The entries are to be written out word for word, with their images left out.

┄┄┄┄┄┄┄┄┄┄┄┄┄┄┄┄┄┄┄┄

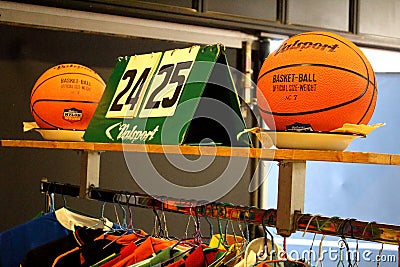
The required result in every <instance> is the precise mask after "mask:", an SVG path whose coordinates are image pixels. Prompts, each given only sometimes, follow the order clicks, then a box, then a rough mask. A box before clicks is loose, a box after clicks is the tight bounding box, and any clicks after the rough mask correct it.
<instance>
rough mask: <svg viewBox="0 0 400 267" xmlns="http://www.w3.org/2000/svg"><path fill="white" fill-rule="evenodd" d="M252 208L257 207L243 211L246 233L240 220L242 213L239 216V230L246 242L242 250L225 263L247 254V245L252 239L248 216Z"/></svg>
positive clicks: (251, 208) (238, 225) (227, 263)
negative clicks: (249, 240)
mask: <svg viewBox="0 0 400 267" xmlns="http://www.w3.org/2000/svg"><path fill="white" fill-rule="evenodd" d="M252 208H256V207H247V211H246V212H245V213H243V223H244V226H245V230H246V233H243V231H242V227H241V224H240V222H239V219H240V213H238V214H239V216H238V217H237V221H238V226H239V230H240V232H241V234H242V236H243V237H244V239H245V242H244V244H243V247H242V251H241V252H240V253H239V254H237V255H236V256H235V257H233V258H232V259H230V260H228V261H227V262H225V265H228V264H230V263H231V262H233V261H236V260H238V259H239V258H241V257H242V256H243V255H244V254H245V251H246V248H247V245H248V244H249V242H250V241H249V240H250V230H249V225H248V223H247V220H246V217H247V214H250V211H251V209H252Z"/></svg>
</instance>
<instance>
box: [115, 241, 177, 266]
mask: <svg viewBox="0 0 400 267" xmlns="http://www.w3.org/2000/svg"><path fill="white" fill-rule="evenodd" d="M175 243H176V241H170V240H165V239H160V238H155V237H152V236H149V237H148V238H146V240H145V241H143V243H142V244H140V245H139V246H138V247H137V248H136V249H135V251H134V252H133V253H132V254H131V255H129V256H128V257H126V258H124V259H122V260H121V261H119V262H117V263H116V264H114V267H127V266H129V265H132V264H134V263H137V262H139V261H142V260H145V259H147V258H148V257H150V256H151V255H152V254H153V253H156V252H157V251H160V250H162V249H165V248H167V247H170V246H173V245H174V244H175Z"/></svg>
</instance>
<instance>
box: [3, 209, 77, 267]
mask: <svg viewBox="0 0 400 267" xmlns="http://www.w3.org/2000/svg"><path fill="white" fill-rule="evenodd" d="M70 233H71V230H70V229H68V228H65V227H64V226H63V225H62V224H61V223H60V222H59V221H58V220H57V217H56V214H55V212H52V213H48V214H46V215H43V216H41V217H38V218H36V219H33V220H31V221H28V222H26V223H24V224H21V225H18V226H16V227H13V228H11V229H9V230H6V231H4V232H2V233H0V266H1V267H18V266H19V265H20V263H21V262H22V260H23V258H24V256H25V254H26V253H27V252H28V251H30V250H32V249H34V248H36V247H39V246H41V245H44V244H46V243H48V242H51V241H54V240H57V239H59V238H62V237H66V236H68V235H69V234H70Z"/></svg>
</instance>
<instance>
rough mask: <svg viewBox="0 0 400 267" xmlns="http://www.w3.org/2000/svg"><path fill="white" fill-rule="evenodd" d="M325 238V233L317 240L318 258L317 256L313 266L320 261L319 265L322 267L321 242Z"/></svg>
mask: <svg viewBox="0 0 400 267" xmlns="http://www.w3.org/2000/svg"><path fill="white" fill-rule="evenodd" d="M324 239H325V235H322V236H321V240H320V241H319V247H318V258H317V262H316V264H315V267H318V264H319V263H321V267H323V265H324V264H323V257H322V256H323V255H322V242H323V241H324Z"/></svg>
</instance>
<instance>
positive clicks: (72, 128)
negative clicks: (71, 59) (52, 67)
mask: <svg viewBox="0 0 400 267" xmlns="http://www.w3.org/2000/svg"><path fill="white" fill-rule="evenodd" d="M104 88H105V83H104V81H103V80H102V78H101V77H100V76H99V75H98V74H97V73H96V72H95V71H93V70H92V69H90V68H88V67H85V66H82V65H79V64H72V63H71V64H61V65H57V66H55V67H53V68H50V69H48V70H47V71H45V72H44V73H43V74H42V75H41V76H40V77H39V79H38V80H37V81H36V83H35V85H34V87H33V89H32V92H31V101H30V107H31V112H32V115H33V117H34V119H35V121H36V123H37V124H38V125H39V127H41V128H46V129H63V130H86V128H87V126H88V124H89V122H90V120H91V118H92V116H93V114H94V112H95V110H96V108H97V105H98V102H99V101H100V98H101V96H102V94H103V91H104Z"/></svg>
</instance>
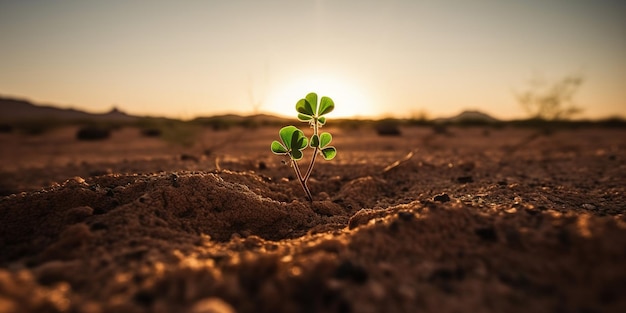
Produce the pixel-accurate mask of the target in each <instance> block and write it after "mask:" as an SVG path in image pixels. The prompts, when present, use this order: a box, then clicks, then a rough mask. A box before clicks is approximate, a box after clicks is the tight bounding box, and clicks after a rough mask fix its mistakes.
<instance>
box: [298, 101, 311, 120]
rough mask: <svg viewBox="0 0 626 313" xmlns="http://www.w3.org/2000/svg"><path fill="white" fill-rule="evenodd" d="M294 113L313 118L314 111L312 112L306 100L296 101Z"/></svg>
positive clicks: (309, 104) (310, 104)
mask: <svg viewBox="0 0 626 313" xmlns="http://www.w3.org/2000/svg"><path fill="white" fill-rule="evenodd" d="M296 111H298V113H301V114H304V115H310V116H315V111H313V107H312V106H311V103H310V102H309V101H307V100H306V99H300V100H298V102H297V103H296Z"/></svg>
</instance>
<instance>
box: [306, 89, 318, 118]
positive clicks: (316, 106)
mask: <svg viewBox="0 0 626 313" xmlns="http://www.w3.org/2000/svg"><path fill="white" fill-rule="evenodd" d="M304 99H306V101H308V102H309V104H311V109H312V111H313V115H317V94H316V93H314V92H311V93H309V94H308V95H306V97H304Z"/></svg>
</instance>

┄┄┄┄┄┄┄┄┄┄┄┄┄┄┄┄┄┄┄┄

### SOLUTION FOR THIS PROBLEM
The required result in every <instance> is the precise mask after "mask:", an SVG path whose coordinates are image pixels. Prompts, each given only sometimes, follow the order clicks, then a box, then a rough mask. A box before clicks is loose, a box after clicks is the tight bounding box, and any clicks after the rough mask correct it.
<instance>
rough mask: <svg viewBox="0 0 400 267" xmlns="http://www.w3.org/2000/svg"><path fill="white" fill-rule="evenodd" d="M252 208L257 207L243 211L246 233L240 220L242 213L239 216V230L246 242L242 250L225 263L247 254V245L252 239L248 216Z"/></svg>
positive clicks: (251, 208) (238, 225) (227, 263)
negative clicks: (249, 240)
mask: <svg viewBox="0 0 400 267" xmlns="http://www.w3.org/2000/svg"><path fill="white" fill-rule="evenodd" d="M252 208H256V207H247V211H246V212H245V213H243V223H244V226H245V230H246V233H243V231H242V227H241V224H240V222H239V219H240V213H238V214H239V216H238V217H237V221H238V226H239V230H240V232H241V234H242V236H243V237H244V239H245V242H244V244H243V247H242V251H241V252H240V253H239V254H237V255H236V256H235V257H233V258H232V259H230V260H228V261H227V262H225V265H228V264H230V263H231V262H233V261H236V260H238V259H239V258H241V257H242V256H243V255H244V254H245V251H246V248H247V245H248V244H249V242H250V241H249V240H250V230H249V225H248V223H247V220H246V217H247V214H250V211H251V209H252Z"/></svg>
</instance>
<instance>
box: [115, 241, 177, 266]
mask: <svg viewBox="0 0 400 267" xmlns="http://www.w3.org/2000/svg"><path fill="white" fill-rule="evenodd" d="M175 243H176V241H170V240H165V239H160V238H155V237H152V236H149V237H148V238H146V240H145V241H143V243H142V244H140V245H139V246H138V247H137V248H136V249H135V251H134V252H133V253H132V254H131V255H129V256H128V257H126V258H124V259H122V260H121V261H119V262H117V263H116V264H114V267H127V266H129V265H132V264H134V263H137V262H139V261H142V260H145V259H147V258H148V257H150V256H151V255H152V254H153V253H156V252H157V251H160V250H162V249H165V248H167V247H170V246H173V245H174V244H175Z"/></svg>
</instance>
<instance>
box: [3, 209, 77, 267]
mask: <svg viewBox="0 0 400 267" xmlns="http://www.w3.org/2000/svg"><path fill="white" fill-rule="evenodd" d="M70 233H71V230H70V229H68V228H65V227H64V226H63V225H62V224H61V223H60V222H59V221H58V220H57V217H56V214H55V212H52V213H48V214H46V215H43V216H41V217H38V218H36V219H33V220H31V221H28V222H26V223H24V224H21V225H18V226H16V227H13V228H11V229H9V230H6V231H4V232H2V233H0V266H1V267H18V266H19V265H20V263H21V262H22V260H23V258H24V256H25V254H26V253H27V252H28V251H30V250H32V249H34V248H36V247H39V246H41V245H44V244H46V243H48V242H51V241H54V240H57V239H59V238H62V237H66V236H68V235H69V234H70Z"/></svg>
</instance>
<instance>
rough mask: <svg viewBox="0 0 400 267" xmlns="http://www.w3.org/2000/svg"><path fill="white" fill-rule="evenodd" d="M325 238V233L317 240L318 258L317 256L313 266L320 261L319 265L322 267L321 242Z"/></svg>
mask: <svg viewBox="0 0 400 267" xmlns="http://www.w3.org/2000/svg"><path fill="white" fill-rule="evenodd" d="M324 239H325V235H322V236H321V240H320V241H319V247H318V258H317V262H316V264H315V267H318V264H319V263H321V267H323V265H324V264H323V257H322V256H323V255H322V242H323V241H324Z"/></svg>
</instance>
<instance>
positive clicks: (72, 128)
negative clicks: (71, 59) (52, 67)
mask: <svg viewBox="0 0 400 267" xmlns="http://www.w3.org/2000/svg"><path fill="white" fill-rule="evenodd" d="M104 88H105V83H104V81H103V80H102V78H101V77H100V76H99V75H98V74H97V73H96V72H95V71H93V70H92V69H90V68H88V67H85V66H82V65H79V64H72V63H71V64H61V65H57V66H55V67H53V68H50V69H48V70H47V71H45V72H44V73H43V74H42V75H41V76H40V77H39V79H38V80H37V81H36V83H35V85H34V87H33V89H32V92H31V101H30V107H31V112H32V115H33V117H34V119H35V121H36V123H37V124H38V125H39V127H41V128H46V129H63V130H86V128H87V126H88V124H89V122H90V120H91V118H92V116H93V114H94V112H95V110H96V108H97V105H98V102H99V101H100V98H101V96H102V94H103V91H104Z"/></svg>
</instance>
Produce the pixel-accurate mask of the target in each <instance> block and write it after "mask:" as an SVG path in image pixels. The prompts, when present, use this order: a box, then clicks, then a rough mask. A box before clicks is approximate, a box after clicks is the tight bounding box, and clicks after a rough mask fix its mistakes.
<instance>
box: [298, 101, 311, 120]
rough mask: <svg viewBox="0 0 626 313" xmlns="http://www.w3.org/2000/svg"><path fill="white" fill-rule="evenodd" d="M294 113L313 118L314 111L312 112L306 100L296 101Z"/></svg>
positive clicks: (309, 104) (310, 104)
mask: <svg viewBox="0 0 626 313" xmlns="http://www.w3.org/2000/svg"><path fill="white" fill-rule="evenodd" d="M296 111H298V113H301V114H304V115H310V116H315V111H313V107H312V106H311V103H310V102H309V101H307V100H306V99H300V100H298V102H297V103H296Z"/></svg>
</instance>
<instance>
box: [306, 89, 318, 118]
positive clicks: (316, 106)
mask: <svg viewBox="0 0 626 313" xmlns="http://www.w3.org/2000/svg"><path fill="white" fill-rule="evenodd" d="M304 99H306V101H308V102H309V104H311V109H312V111H313V115H317V94H316V93H314V92H311V93H309V94H308V95H306V97H304Z"/></svg>
</instance>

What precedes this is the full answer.